- What to work on
What lines in the entries hold the string "beak"? List them.

*** Extracted material ***

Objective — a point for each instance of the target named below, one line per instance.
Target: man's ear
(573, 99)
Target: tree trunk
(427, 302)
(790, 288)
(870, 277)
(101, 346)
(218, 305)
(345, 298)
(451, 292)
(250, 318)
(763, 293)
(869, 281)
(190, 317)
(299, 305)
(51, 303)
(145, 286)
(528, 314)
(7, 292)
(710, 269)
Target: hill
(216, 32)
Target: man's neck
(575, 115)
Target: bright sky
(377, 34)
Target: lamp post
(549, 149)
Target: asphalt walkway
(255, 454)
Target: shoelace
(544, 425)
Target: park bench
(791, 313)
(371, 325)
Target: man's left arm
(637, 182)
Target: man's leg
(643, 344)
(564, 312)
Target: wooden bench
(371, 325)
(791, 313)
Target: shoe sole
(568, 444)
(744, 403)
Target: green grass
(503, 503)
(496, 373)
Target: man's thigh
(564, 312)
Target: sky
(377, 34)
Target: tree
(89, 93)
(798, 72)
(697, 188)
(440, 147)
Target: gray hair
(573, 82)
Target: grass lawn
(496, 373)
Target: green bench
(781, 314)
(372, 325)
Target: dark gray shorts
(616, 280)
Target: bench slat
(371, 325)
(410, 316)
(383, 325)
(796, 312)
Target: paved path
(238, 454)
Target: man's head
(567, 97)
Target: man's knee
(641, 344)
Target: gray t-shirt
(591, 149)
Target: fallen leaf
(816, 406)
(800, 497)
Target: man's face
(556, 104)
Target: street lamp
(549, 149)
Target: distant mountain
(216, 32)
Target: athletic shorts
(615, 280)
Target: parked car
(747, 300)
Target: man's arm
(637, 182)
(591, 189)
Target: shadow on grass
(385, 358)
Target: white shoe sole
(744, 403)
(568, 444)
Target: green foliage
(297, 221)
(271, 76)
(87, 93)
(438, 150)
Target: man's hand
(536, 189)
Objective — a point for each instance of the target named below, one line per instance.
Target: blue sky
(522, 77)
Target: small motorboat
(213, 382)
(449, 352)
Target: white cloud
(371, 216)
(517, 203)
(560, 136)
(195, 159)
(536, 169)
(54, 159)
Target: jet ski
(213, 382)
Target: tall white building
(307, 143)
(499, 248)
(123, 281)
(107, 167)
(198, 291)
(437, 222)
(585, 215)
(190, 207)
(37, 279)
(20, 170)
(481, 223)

*** End of Extracted material ***
*** Extracted material ***

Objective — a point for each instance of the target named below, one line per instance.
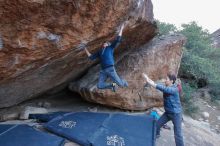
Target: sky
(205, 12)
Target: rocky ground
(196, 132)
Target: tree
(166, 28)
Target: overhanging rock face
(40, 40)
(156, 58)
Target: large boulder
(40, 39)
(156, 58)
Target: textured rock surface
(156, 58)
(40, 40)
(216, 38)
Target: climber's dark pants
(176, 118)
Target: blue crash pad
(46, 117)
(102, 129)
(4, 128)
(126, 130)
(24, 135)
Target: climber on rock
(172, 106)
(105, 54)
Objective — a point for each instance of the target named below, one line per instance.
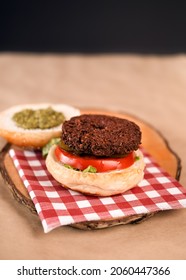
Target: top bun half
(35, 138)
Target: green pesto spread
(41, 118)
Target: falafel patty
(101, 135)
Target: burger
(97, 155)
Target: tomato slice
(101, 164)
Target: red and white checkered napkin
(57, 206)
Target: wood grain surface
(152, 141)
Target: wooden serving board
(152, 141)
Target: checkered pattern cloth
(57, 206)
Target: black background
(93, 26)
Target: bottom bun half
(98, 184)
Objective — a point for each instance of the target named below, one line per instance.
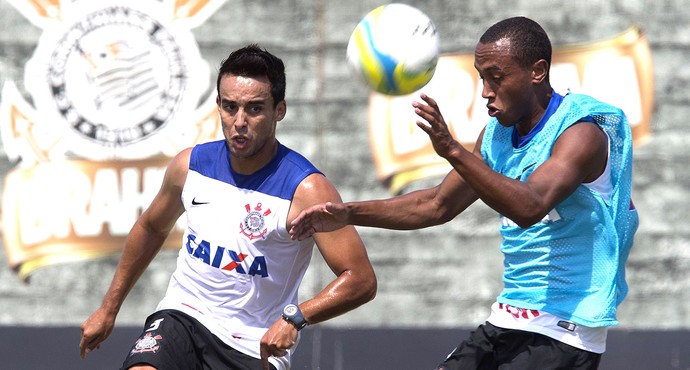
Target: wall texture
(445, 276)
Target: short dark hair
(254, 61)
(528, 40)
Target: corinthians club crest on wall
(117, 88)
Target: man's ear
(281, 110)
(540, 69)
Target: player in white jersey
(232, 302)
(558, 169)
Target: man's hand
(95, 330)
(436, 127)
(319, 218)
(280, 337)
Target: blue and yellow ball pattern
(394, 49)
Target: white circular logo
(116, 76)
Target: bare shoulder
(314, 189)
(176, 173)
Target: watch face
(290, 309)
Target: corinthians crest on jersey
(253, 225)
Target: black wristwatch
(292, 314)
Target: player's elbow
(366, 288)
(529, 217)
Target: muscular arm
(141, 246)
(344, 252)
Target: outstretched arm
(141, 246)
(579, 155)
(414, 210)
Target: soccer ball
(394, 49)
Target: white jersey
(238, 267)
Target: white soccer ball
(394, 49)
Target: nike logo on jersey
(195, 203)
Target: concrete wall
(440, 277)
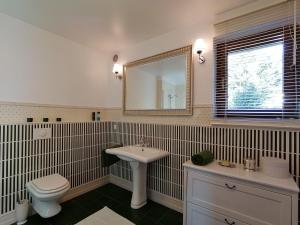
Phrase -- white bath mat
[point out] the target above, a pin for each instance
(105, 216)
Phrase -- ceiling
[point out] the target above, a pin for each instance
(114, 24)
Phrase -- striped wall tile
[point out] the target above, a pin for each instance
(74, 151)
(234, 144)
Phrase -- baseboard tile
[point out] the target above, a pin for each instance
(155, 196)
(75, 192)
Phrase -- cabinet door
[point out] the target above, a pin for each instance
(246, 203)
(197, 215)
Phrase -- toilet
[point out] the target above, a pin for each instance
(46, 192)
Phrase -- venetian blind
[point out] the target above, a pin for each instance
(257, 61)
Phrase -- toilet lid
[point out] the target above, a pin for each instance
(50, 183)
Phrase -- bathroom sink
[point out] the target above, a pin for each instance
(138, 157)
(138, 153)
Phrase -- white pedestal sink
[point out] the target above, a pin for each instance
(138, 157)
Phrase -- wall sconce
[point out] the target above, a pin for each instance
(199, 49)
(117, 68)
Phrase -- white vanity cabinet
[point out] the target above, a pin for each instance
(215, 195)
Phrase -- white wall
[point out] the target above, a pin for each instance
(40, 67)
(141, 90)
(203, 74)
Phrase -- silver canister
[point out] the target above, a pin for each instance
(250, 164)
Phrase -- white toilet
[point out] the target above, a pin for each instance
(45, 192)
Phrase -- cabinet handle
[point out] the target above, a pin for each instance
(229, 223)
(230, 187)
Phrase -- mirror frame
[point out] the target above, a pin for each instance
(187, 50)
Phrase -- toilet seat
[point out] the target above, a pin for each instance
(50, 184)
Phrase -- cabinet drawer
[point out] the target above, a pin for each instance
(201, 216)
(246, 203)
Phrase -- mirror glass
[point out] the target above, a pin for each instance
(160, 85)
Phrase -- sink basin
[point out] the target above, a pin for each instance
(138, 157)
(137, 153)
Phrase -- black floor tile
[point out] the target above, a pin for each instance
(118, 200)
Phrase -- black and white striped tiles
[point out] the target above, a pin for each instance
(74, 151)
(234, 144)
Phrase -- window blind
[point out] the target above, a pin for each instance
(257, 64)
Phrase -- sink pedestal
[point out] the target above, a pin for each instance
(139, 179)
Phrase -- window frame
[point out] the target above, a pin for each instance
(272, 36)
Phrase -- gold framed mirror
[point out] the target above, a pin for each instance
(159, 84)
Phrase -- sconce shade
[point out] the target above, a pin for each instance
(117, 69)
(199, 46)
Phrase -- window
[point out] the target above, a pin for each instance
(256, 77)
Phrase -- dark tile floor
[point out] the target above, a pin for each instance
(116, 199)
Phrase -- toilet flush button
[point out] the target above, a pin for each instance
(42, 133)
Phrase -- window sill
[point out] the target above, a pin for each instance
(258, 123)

*** End of Extracted material ***
*** Extracted material ***

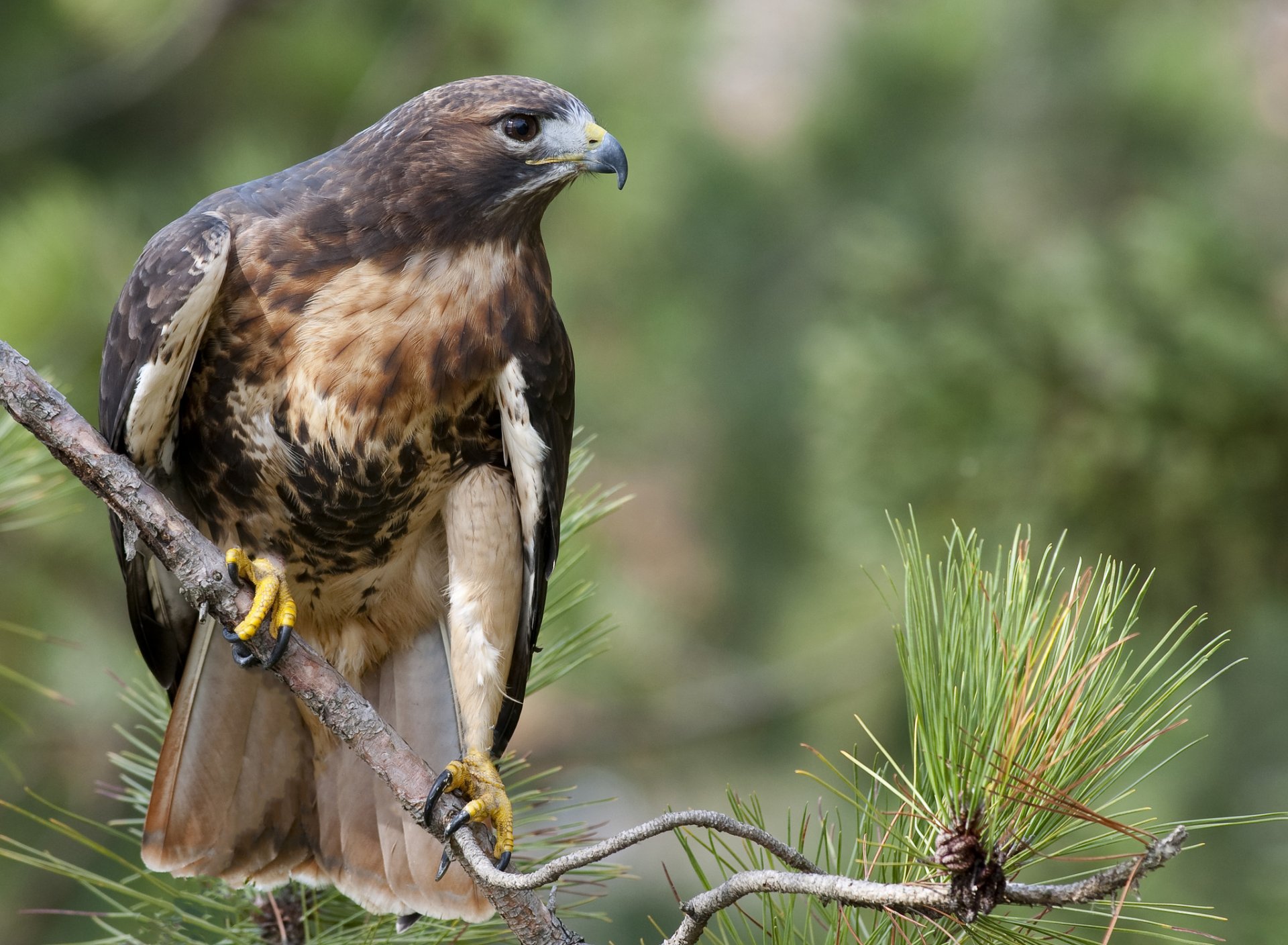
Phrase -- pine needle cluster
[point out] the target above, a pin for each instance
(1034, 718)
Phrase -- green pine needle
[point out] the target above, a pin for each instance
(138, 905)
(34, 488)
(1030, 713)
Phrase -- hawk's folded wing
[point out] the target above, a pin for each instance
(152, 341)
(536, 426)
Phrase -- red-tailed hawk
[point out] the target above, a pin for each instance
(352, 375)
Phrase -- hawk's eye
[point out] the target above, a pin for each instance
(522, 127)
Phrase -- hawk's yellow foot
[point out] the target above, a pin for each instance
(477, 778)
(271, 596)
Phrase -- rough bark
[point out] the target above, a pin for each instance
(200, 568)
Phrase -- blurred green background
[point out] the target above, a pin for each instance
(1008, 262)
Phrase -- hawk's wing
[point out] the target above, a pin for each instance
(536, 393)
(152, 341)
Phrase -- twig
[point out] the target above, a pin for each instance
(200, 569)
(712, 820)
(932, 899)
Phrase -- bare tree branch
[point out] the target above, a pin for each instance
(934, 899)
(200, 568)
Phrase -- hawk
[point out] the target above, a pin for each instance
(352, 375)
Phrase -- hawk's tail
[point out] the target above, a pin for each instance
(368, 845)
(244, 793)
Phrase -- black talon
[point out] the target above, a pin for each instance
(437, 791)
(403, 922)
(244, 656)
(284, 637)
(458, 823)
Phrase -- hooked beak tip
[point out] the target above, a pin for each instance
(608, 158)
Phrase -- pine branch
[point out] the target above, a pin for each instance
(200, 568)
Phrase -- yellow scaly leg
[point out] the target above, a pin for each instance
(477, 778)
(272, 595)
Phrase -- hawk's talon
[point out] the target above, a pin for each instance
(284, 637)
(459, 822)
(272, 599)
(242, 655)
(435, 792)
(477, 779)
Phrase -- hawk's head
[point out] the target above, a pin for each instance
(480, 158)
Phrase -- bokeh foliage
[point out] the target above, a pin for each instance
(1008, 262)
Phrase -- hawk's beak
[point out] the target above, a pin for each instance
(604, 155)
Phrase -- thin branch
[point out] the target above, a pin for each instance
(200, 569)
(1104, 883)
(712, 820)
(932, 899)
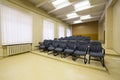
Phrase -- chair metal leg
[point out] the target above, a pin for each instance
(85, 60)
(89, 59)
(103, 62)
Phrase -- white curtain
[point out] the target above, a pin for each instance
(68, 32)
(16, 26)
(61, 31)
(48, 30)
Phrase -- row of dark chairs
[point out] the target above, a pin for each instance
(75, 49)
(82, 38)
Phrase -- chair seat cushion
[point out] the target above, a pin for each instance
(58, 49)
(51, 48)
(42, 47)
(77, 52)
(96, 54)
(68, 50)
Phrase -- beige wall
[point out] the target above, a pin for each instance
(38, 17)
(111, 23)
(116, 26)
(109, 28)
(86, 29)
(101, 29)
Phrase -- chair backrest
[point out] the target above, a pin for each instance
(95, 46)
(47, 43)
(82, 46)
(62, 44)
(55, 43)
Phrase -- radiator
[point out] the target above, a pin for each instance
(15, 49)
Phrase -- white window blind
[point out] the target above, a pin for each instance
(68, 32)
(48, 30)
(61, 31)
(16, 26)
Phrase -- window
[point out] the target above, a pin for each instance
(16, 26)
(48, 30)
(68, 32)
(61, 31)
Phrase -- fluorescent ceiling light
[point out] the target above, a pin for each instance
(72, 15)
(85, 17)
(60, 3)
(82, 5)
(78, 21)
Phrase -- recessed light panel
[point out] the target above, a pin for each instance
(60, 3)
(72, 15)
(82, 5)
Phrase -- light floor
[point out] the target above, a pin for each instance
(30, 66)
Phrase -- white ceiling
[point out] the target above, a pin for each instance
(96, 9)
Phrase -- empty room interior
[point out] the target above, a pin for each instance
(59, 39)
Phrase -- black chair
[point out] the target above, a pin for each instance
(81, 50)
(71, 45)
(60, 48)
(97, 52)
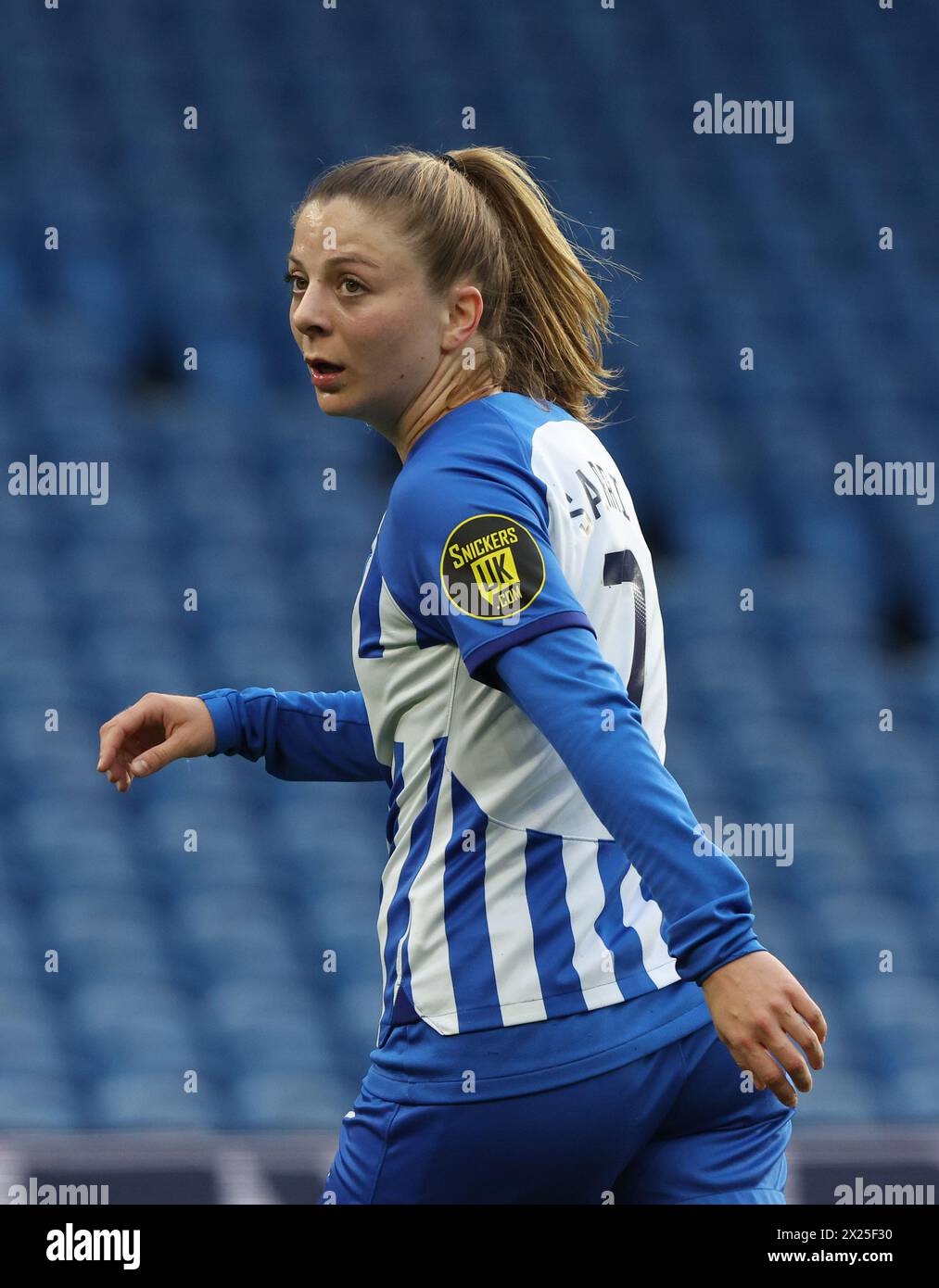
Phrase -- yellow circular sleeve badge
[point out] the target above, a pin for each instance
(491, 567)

*** End of Extracted material ***

- Answer area
Phrase -- hooked beak tip
Phrase -- hawk's beak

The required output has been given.